## [Your assignment]
Lines from the one containing "Query: locomotive cab window" through the final line of the entries below: reproduce them exactly, all of them and only them.

*** Opening of Excerpted records ***

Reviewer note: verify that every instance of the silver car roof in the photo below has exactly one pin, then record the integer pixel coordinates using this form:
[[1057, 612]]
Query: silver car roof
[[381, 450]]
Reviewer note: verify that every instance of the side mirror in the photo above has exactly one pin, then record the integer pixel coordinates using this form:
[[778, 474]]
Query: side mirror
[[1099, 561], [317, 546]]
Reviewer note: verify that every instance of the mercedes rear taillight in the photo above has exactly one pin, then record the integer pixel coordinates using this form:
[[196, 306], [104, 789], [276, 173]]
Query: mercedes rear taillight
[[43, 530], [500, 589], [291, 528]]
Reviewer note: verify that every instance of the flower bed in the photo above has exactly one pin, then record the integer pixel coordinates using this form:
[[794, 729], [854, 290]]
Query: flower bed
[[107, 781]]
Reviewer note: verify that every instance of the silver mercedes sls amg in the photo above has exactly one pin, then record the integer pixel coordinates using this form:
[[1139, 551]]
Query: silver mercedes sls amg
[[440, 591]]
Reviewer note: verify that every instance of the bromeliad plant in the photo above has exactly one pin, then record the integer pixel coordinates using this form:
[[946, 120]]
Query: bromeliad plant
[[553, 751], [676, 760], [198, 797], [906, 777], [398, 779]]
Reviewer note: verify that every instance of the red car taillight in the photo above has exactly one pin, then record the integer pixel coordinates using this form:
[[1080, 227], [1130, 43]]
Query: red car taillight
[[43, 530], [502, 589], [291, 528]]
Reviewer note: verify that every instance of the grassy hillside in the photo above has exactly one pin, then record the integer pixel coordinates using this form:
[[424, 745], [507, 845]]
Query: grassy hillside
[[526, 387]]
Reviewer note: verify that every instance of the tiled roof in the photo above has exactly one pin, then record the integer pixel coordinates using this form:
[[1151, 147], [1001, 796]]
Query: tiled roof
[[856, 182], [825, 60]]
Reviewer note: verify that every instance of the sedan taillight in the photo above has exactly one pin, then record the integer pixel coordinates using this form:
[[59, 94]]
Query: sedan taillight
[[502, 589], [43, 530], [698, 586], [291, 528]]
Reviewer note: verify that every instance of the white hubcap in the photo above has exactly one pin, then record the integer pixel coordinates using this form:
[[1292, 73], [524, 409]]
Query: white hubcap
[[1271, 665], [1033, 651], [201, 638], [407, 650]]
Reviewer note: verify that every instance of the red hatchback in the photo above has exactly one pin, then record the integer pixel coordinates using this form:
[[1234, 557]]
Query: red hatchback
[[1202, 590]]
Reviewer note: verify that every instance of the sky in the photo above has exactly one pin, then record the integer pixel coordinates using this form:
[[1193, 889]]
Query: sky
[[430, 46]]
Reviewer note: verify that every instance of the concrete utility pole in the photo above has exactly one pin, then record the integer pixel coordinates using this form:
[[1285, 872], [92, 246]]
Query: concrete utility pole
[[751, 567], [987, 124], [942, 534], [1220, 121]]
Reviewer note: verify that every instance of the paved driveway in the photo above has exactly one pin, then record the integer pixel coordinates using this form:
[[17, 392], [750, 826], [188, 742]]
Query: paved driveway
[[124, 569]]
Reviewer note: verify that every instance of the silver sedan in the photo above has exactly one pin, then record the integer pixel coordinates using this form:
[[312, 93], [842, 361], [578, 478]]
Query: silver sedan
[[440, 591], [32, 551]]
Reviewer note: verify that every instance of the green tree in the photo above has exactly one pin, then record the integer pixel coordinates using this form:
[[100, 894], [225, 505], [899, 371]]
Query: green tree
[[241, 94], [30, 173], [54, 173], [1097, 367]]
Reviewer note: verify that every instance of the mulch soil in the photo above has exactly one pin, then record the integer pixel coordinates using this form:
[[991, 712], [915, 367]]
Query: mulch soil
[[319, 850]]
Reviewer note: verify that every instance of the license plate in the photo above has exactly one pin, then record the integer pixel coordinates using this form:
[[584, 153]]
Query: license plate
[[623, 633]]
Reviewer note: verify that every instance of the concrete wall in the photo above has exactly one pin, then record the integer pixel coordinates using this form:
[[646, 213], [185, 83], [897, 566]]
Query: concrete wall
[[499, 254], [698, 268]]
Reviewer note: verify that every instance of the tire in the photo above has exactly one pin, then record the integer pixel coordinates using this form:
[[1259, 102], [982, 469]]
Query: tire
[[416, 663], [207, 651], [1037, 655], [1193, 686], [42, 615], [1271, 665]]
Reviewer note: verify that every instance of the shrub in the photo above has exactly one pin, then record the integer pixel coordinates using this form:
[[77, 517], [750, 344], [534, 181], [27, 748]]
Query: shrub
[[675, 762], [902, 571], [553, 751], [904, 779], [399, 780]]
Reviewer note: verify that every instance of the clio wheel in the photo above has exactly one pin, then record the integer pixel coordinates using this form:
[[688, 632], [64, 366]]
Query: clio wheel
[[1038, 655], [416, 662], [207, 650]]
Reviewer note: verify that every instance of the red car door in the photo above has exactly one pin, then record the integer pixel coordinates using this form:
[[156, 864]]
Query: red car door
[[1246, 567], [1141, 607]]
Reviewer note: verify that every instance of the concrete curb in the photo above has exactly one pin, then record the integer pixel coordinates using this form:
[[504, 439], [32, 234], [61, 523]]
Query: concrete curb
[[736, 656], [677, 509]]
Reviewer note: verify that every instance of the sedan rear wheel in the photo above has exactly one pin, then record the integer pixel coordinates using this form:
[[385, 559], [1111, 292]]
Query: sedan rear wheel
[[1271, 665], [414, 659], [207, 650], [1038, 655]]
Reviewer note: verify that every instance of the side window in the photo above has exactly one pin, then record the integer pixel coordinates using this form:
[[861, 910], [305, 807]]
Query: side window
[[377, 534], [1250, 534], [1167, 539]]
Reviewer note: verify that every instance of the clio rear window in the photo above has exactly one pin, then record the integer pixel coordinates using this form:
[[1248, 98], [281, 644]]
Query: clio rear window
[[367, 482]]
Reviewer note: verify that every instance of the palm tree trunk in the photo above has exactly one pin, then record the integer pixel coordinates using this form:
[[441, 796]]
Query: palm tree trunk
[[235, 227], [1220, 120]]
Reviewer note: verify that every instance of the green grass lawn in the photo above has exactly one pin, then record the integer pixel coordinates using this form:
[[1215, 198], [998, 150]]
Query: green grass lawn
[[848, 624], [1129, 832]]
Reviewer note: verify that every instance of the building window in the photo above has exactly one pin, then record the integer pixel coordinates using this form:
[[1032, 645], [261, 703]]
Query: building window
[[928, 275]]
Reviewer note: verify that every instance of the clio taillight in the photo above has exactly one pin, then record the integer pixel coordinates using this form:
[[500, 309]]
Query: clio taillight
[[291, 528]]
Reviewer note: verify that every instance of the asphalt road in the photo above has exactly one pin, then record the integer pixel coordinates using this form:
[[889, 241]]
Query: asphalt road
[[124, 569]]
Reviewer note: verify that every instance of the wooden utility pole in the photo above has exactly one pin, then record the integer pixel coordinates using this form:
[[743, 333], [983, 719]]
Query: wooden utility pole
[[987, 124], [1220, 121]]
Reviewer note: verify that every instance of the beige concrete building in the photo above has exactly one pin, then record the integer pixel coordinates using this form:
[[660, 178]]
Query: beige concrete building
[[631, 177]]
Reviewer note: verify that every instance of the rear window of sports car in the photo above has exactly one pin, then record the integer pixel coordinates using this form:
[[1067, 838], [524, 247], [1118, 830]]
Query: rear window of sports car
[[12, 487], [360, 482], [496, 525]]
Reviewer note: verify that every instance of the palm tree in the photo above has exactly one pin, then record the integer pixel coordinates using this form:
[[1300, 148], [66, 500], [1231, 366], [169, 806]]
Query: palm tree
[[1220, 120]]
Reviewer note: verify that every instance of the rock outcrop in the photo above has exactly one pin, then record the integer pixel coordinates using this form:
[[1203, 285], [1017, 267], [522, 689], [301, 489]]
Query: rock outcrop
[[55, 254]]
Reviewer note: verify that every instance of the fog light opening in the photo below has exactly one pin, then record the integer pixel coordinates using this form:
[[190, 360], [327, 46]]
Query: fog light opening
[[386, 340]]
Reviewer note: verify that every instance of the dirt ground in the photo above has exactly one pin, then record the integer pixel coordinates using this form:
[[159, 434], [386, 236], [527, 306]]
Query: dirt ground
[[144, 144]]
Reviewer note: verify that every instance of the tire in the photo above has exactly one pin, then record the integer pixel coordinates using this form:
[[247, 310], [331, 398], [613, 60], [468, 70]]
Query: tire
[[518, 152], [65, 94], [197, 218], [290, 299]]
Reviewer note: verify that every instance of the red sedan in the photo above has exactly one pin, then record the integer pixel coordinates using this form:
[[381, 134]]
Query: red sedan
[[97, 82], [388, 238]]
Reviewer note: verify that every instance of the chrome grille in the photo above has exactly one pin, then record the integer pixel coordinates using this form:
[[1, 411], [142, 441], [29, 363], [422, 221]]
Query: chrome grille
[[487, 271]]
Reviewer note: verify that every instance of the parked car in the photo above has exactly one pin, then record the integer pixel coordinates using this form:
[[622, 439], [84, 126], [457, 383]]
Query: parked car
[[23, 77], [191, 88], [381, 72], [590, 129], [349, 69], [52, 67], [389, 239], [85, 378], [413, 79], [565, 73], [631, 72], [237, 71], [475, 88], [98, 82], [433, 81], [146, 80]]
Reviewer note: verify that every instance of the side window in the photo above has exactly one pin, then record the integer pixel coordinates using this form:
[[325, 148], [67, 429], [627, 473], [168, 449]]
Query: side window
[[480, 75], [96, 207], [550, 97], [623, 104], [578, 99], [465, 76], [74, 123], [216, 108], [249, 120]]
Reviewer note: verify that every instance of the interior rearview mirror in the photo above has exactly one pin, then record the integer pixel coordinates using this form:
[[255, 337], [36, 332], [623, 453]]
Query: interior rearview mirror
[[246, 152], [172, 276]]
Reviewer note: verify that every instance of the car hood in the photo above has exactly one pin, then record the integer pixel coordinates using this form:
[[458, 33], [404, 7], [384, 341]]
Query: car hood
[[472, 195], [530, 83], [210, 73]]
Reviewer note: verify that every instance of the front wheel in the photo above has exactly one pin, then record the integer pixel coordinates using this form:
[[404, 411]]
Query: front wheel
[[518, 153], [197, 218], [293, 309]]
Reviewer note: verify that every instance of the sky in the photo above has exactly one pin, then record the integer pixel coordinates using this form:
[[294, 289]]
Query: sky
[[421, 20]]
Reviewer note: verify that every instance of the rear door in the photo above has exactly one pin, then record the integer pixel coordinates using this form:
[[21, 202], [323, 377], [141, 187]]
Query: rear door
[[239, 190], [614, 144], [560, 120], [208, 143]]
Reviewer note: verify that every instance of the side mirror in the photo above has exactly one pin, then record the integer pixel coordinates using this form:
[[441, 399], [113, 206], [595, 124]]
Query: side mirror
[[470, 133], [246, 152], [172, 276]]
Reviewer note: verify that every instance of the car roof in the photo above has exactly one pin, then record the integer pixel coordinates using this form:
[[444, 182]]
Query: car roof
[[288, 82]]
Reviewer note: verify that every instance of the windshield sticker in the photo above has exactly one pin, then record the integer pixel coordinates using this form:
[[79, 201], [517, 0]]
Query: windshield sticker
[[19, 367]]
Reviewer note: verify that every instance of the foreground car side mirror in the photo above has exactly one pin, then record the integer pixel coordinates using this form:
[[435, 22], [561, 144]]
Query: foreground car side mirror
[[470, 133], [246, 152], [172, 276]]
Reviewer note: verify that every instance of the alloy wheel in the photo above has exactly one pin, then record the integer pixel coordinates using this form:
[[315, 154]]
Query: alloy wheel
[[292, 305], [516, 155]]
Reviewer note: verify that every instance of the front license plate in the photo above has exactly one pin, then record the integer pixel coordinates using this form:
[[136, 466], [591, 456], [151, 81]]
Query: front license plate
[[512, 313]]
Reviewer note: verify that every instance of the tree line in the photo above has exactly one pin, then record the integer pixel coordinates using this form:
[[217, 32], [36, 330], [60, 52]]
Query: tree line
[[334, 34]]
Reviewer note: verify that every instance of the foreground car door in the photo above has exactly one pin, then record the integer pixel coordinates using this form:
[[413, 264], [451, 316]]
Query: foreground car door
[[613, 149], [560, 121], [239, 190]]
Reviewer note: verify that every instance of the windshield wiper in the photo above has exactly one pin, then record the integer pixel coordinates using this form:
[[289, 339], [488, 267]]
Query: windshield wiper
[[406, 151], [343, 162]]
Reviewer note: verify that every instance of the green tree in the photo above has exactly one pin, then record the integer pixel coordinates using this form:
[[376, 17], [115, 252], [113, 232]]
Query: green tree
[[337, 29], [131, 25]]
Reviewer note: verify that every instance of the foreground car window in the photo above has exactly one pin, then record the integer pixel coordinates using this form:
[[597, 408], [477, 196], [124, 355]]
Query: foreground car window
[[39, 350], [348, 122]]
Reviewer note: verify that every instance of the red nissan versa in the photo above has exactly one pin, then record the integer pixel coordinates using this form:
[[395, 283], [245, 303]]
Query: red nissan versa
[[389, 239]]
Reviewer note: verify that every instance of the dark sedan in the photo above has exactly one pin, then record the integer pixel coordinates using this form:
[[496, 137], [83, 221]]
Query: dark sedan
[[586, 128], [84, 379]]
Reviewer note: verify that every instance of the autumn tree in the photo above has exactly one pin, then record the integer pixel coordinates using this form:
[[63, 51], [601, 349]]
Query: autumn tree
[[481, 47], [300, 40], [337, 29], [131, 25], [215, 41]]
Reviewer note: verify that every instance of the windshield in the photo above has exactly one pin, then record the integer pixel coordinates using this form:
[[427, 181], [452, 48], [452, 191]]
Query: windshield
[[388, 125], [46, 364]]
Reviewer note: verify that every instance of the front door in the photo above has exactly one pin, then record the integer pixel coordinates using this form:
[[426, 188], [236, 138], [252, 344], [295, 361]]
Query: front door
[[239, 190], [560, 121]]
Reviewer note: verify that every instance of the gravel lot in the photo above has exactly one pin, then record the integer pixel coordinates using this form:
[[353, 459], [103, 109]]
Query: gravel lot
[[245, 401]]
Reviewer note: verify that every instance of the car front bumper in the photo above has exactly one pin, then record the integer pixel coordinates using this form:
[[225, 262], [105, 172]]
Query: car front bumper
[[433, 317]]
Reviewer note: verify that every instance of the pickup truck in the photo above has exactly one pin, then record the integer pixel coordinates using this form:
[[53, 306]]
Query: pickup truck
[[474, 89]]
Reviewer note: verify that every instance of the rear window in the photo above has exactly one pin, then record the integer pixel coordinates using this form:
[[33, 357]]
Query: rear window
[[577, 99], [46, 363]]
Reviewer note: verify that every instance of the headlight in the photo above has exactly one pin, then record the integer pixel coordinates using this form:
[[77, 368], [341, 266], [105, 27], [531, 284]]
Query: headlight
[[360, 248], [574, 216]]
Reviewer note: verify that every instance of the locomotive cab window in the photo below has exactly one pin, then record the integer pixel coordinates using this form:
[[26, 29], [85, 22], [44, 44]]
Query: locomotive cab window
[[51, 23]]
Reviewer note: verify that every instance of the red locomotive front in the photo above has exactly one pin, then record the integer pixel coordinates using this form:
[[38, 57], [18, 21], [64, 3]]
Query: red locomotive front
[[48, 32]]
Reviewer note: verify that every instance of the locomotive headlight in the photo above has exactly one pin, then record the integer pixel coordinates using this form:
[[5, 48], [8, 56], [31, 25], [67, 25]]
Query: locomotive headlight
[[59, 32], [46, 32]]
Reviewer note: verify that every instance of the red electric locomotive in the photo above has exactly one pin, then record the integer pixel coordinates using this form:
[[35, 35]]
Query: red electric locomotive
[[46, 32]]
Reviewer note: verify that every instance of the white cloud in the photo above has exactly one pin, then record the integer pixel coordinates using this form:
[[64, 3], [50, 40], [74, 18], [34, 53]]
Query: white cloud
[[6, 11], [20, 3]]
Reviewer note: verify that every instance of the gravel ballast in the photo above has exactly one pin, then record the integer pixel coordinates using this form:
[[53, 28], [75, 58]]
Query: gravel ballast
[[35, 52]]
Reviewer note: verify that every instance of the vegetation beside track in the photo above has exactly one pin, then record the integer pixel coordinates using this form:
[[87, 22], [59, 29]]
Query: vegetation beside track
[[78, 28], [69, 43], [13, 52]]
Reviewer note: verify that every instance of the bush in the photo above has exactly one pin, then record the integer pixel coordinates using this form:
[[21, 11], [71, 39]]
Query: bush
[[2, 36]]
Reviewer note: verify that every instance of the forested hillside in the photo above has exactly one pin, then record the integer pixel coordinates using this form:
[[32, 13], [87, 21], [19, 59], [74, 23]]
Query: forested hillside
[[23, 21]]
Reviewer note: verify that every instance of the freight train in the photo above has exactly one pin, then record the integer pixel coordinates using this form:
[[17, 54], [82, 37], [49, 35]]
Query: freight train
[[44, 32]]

*** Close of Excerpted records ***

## [Exercise output]
Query: locomotive cab window
[[51, 23]]
Reviewer note: verify that every instance of the red locomotive front in the photo above has exactly one pin, then record the integer pixel coordinates using this form:
[[38, 57], [18, 21], [64, 3]]
Query: red locomotive front
[[48, 32]]
Reviewer note: verify that every instance of the locomotive headlight in the photo above has exactly one pin, then record the integer pixel coordinates using this form:
[[5, 48], [8, 56], [31, 25], [67, 25]]
Query: locomotive headlight
[[59, 32], [46, 32]]
Reviewer note: verify that every instance of the red electric locomotive in the photo above has exactly one pin, then record the integer pixel coordinates using this form:
[[35, 35]]
Query: red electric locomotive
[[46, 32]]
Reviewer note: verify that every instance of the white cloud in the photo above has exactly one pin, then record the integer pixel coordinates using this form:
[[64, 3], [50, 40], [74, 18], [34, 53]]
Query: white cloud
[[6, 11], [20, 3]]
Reviewer note: verify that every instance of the gravel ballast in the photo above has exactly one pin, then record the integer pixel coordinates using this form:
[[53, 28], [75, 58]]
Query: gravel ballast
[[35, 52]]
Reviewer note: verify that every instance of the vegetation beside track in the photo above has exactly one pin, then record the integer pixel coordinates using this form:
[[87, 22], [59, 29]]
Query: vegetation beside track
[[78, 28], [69, 43], [13, 52]]
Reviewer note: verify that every instance of the bush in the photo above has exactly one pin, then record the integer pixel coordinates using this form:
[[21, 11], [71, 39]]
Query: bush
[[2, 36]]
Reviewer note: verify that every instance of the forested hillside in the photo above has exactly one pin, then record the integer pixel coordinates using this form:
[[32, 13], [87, 21], [19, 59], [74, 23]]
Query: forested hillside
[[23, 21]]
Reviewer note: verify that every instance of the freight train in the photo above has exactly one pin, then record the integer pixel coordinates using this form:
[[17, 54], [82, 37], [49, 35]]
Query: freight train
[[44, 32]]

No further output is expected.